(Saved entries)
# # #

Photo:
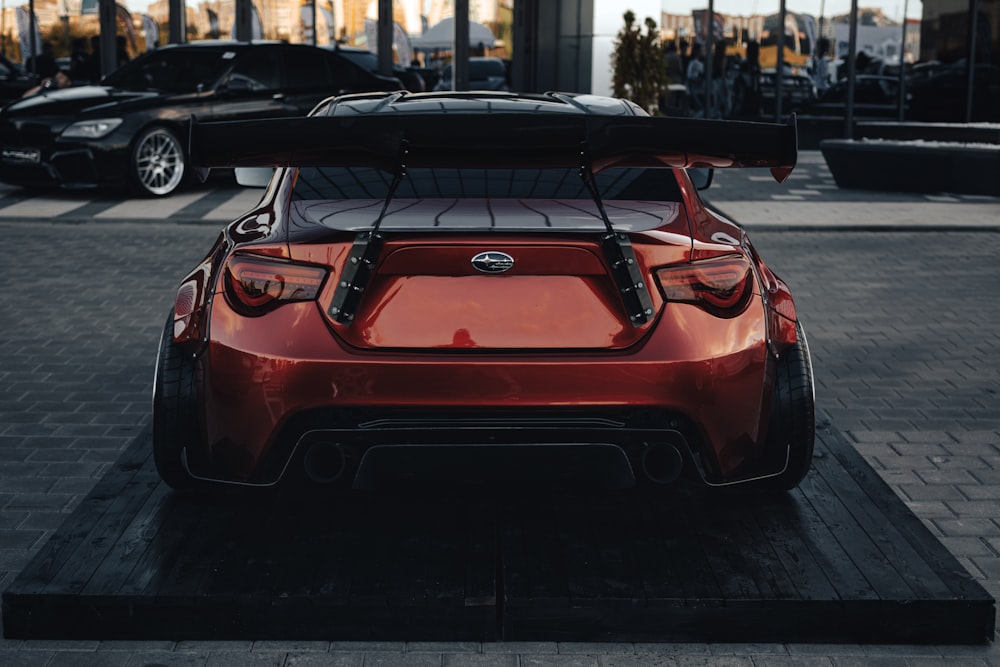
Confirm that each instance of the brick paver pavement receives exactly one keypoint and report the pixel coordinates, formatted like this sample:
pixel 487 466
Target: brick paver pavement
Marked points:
pixel 904 329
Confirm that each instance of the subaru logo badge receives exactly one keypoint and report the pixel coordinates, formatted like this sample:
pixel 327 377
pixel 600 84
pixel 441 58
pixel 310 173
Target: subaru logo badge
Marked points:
pixel 493 261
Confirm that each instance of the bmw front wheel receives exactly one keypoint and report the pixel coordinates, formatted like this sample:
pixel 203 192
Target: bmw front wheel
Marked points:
pixel 158 162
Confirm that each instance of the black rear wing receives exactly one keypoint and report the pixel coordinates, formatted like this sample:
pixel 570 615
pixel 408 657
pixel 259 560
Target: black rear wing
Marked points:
pixel 390 140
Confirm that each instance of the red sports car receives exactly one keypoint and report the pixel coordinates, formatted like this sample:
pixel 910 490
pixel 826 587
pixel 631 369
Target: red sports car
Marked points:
pixel 480 285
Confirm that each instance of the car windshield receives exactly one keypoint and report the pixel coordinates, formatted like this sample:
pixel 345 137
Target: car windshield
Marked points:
pixel 173 70
pixel 326 183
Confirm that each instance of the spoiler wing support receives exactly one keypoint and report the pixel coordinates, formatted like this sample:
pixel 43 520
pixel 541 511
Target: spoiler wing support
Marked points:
pixel 620 256
pixel 360 264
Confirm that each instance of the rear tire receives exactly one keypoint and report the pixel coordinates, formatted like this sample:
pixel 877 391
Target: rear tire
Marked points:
pixel 793 415
pixel 176 423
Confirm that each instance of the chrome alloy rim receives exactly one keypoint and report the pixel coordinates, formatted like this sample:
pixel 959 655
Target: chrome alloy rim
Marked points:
pixel 159 162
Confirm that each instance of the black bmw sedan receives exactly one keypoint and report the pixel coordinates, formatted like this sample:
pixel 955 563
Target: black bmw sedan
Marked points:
pixel 132 129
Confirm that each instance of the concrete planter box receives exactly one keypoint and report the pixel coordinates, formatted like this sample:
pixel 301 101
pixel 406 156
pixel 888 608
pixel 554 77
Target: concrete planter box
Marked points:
pixel 914 166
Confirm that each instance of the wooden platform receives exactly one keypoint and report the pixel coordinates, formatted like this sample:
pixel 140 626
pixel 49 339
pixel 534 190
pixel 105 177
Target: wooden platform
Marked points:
pixel 839 560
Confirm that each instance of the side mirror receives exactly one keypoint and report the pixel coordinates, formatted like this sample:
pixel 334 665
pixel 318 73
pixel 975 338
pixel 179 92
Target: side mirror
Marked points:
pixel 236 84
pixel 254 177
pixel 702 178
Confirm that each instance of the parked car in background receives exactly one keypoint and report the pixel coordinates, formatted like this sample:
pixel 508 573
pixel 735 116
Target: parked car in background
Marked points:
pixel 798 91
pixel 14 80
pixel 941 94
pixel 485 73
pixel 875 96
pixel 132 129
pixel 412 80
pixel 483 285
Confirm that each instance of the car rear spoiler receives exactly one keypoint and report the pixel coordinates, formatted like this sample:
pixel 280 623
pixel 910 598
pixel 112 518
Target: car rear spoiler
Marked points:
pixel 388 141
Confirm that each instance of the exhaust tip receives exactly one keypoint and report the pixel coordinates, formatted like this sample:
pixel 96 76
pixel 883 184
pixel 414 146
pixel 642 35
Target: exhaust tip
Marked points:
pixel 661 463
pixel 325 462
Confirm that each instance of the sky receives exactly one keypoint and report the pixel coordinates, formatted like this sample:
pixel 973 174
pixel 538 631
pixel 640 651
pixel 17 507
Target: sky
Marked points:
pixel 891 8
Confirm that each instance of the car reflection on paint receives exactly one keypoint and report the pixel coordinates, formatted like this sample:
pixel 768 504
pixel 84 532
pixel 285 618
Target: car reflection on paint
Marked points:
pixel 473 286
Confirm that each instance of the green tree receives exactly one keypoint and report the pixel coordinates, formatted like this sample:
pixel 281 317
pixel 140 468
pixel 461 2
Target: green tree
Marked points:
pixel 639 71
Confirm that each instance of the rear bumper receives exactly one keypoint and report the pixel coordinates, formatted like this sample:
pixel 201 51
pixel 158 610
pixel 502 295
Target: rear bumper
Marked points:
pixel 695 379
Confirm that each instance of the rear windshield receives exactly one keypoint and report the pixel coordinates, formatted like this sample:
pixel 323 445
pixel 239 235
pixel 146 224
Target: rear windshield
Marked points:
pixel 326 183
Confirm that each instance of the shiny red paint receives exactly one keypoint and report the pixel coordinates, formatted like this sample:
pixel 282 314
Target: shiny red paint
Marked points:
pixel 433 334
pixel 255 379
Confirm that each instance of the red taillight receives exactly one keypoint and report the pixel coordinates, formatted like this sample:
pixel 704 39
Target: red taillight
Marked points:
pixel 256 285
pixel 722 286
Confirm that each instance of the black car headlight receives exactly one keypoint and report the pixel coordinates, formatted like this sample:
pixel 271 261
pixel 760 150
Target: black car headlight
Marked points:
pixel 91 129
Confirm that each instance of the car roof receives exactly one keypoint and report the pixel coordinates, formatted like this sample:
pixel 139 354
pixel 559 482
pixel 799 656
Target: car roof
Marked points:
pixel 444 102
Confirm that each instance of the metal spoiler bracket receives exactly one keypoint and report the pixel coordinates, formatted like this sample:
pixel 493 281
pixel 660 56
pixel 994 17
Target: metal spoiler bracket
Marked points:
pixel 360 264
pixel 620 255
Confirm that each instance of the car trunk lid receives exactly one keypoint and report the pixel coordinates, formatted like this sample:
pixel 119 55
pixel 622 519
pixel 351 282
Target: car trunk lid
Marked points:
pixel 536 278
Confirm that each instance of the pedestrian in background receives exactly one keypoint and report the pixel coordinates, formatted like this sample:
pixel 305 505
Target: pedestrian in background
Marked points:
pixel 695 77
pixel 721 98
pixel 821 66
pixel 746 87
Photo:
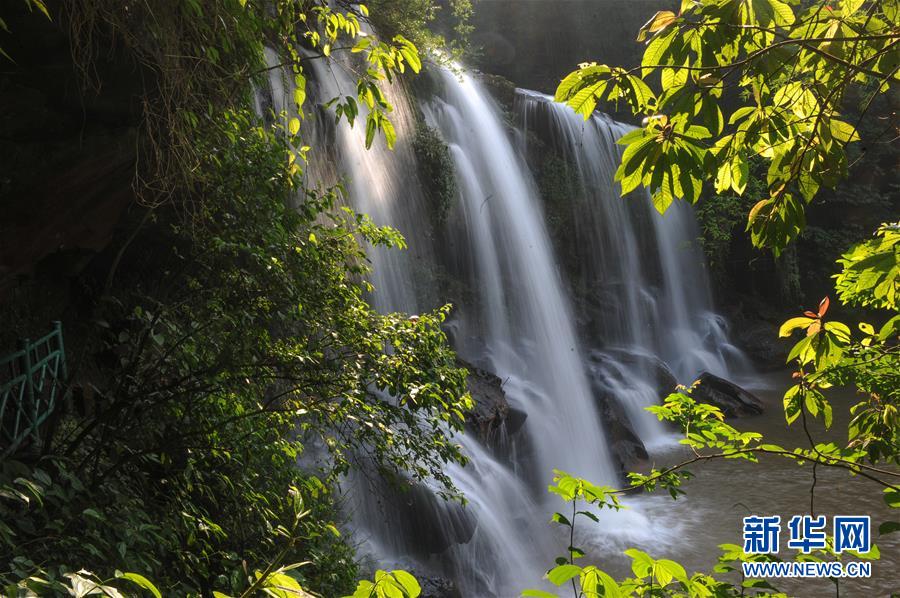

# # #

WHAT THE TASK REQUIRES: An exact transcription of all the entries is required, without the pictures.

RESPONSE BELOW:
Photo:
Confirm that each instance of the brick paver pavement receives exactly one keypoint and report the pixel coordinates, formatted like this sample:
pixel 487 466
Target: brick paver pavement
Marked points:
pixel 904 329
Confirm that each instance of the subaru logo badge receives exactly one keypoint and report the pixel coordinates, formatted like this sample:
pixel 327 377
pixel 600 84
pixel 441 58
pixel 310 173
Target: subaru logo badge
Marked points:
pixel 493 261
Confirm that each instance of the bmw front wheel receives exactly one keypoint and report the pixel coordinates, formatted like this sample:
pixel 203 192
Target: bmw front wheel
Marked points:
pixel 158 162
Confirm that each instance of the black rear wing receives exactly one keypoint and report the pixel coordinates, formatted like this sample:
pixel 570 615
pixel 408 657
pixel 259 560
Target: black rear wing
Marked points:
pixel 390 140
Confirm that each instance of the red sports car receives exactly one keypoint and report the pixel coordinates, formatted like this sample:
pixel 910 490
pixel 826 587
pixel 631 369
Target: red sports car
Marked points:
pixel 480 285
Confirm that each instance of the car windshield receives exactly one keypoint and report the pixel coordinates, formatted like this sample:
pixel 345 137
Target: car windshield
Marked points:
pixel 173 70
pixel 326 183
Confirm that each instance of the spoiler wing support receives exactly one keypoint and report the pixel coordinates, formatted like this sample:
pixel 43 520
pixel 541 511
Target: spoiler wing support
Marked points:
pixel 620 256
pixel 360 264
Confirm that each instance of the rear tire receives exactly one keypoint and report the pixel coordinates, formatted like this sample:
pixel 877 391
Target: rear tire
Marked points:
pixel 793 415
pixel 176 423
Confirm that each instance of the chrome alloy rim receives exactly one keypoint and report the pixel coordinates, formatted like this sample:
pixel 959 655
Target: chrome alloy rim
Marked points:
pixel 159 162
Confirm that each instance of the black bmw sedan receives exactly one keypoint and report the pixel coordinates, formatted like this sample:
pixel 955 563
Target: black bmw sedan
Marked points:
pixel 132 129
Confirm that each instance of the concrete planter box receives exactly one keypoint and report the pixel coordinates, formatted like this sample:
pixel 301 101
pixel 406 156
pixel 888 608
pixel 554 77
Target: concrete planter box
Marked points:
pixel 914 166
Confirm that each instance of the wooden platform receives exactly one keypoint and report the pixel coordinates, formatted like this sample:
pixel 140 626
pixel 49 339
pixel 534 190
pixel 105 177
Target: wooden platform
Marked points:
pixel 839 560
Confirm that each instance of the side mirror receives exactly one keypoint and report the pixel coordinates, formatted like this sample:
pixel 334 665
pixel 318 73
pixel 975 338
pixel 179 92
Target: side mirror
Marked points:
pixel 236 84
pixel 254 177
pixel 702 178
Confirm that each instance of the parked car in background receives exactly one keypoint and report the pixel coordinates, formatted like this sample:
pixel 508 573
pixel 735 116
Target: parked car in background
Marked points:
pixel 798 91
pixel 14 80
pixel 941 94
pixel 485 73
pixel 875 96
pixel 132 129
pixel 412 80
pixel 483 285
Confirm that each instance of the car rear spoiler receives exactly one keypoint and report the pixel coordinates, formatted like this sample:
pixel 280 623
pixel 910 598
pixel 112 518
Target: car rear spoiler
Marked points:
pixel 388 141
Confirm that each instance of the exhaust tip receives exactly one keypoint and report the pixel coordinates, formatted like this sample:
pixel 96 76
pixel 883 184
pixel 414 146
pixel 642 35
Target: exhaust tip
Marked points:
pixel 661 463
pixel 325 462
Confirm that each instance of the sky receives exactly one keypoint and report the pixel coordinates, formatted like this sample:
pixel 973 174
pixel 538 631
pixel 640 651
pixel 17 507
Target: sky
Marked points:
pixel 891 8
Confirm that each instance of the car reflection on paint receives exactly one keypoint and report the pixel coordinates, formatted like this sample:
pixel 768 504
pixel 84 532
pixel 285 618
Target: car reflection on paint
Marked points:
pixel 473 286
Confirm that each instance of the green tree receives exactly one keypoint and report the pixel coordinates, formatted like this sample:
pixel 281 317
pixel 140 468
pixel 461 2
Target: green tree
Marked points:
pixel 639 71
Confirm that each instance of the rear bumper receives exactly one keypoint and report the pixel coordinates, formatted like this sample:
pixel 201 51
pixel 158 610
pixel 502 295
Target: rear bumper
Marked points:
pixel 695 379
Confirm that each instance of the rear windshield receives exactly one keypoint and report the pixel coordinates, formatted like this sample:
pixel 323 445
pixel 239 235
pixel 146 224
Target: rear windshield
Marked points:
pixel 326 183
Confirm that each instance of the shiny red paint receives exactly one keypoint and report the pixel coordinates, formatted like this sample:
pixel 282 314
Target: shiny red paint
Marked points:
pixel 433 334
pixel 255 379
Confirm that each instance of the red taillight receives exactly one keypoint and report the pixel coordinates, formatted like this sample:
pixel 704 39
Target: red taillight
Marked points:
pixel 256 285
pixel 722 286
Confirm that each instance of the black car headlight receives exactly one keypoint and report the pixel coordinates, formatted like this sample:
pixel 271 261
pixel 760 150
Target: black car headlight
Marked points:
pixel 91 129
Confirm that each instance of the car roof receives exactly one keypoint and report the pixel coordinates, formatted like this sample:
pixel 139 354
pixel 559 482
pixel 799 656
Target: car roof
Marked points:
pixel 444 102
Confirm that each instance of the metal spoiler bracket receives exactly one keypoint and report the pixel coordinates, formatted like this sample:
pixel 493 281
pixel 660 56
pixel 994 17
Target: metal spoiler bracket
Marked points:
pixel 360 264
pixel 620 255
Confirm that each instance of the car trunk lid receives exactly one keypoint and report the pixel coordinates, formatted like this sample:
pixel 119 55
pixel 622 519
pixel 351 282
Target: car trunk lid
Marked points:
pixel 536 278
Confirm that each instance of the pedestrian in background receives exactly one keypoint and report the pixel coordinates, formatted like this sample:
pixel 305 505
Target: pedestrian in background
Marked points:
pixel 695 77
pixel 721 98
pixel 821 66
pixel 746 87
Photo:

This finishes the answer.